-- DIRECTIONS --
The expected answer is every line of the material that contains the word "grey".

-- SOURCE MATERIAL --
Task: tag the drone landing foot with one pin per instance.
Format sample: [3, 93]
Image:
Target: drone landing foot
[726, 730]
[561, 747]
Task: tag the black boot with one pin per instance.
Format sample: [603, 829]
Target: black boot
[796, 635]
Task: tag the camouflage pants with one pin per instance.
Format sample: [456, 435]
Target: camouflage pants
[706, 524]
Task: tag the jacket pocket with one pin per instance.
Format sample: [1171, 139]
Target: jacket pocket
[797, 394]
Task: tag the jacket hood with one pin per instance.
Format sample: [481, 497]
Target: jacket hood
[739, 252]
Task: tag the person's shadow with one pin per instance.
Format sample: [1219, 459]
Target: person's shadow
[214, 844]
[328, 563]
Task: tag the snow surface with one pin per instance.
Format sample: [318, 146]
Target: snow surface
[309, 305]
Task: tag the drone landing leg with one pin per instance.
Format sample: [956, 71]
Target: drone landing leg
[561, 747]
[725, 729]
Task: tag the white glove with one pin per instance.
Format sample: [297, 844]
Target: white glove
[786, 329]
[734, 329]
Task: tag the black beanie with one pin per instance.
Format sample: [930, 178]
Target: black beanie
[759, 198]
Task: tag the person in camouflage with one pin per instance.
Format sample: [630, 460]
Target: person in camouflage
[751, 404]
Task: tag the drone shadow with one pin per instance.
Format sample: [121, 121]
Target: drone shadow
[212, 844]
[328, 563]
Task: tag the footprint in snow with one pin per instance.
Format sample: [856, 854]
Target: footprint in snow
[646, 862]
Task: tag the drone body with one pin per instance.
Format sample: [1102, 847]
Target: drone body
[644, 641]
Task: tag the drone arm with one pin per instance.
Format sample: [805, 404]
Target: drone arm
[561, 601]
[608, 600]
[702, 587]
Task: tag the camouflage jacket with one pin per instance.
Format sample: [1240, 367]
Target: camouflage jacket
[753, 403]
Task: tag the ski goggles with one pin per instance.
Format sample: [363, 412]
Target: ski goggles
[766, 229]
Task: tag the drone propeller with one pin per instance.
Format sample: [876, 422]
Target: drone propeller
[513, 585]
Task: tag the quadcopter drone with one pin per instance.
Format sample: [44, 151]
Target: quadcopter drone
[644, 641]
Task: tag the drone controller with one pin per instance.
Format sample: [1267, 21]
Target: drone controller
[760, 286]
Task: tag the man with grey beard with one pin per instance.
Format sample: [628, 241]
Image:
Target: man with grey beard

-- REPLY --
Task: tag the man with grey beard with one pin per instance.
Target: man with grey beard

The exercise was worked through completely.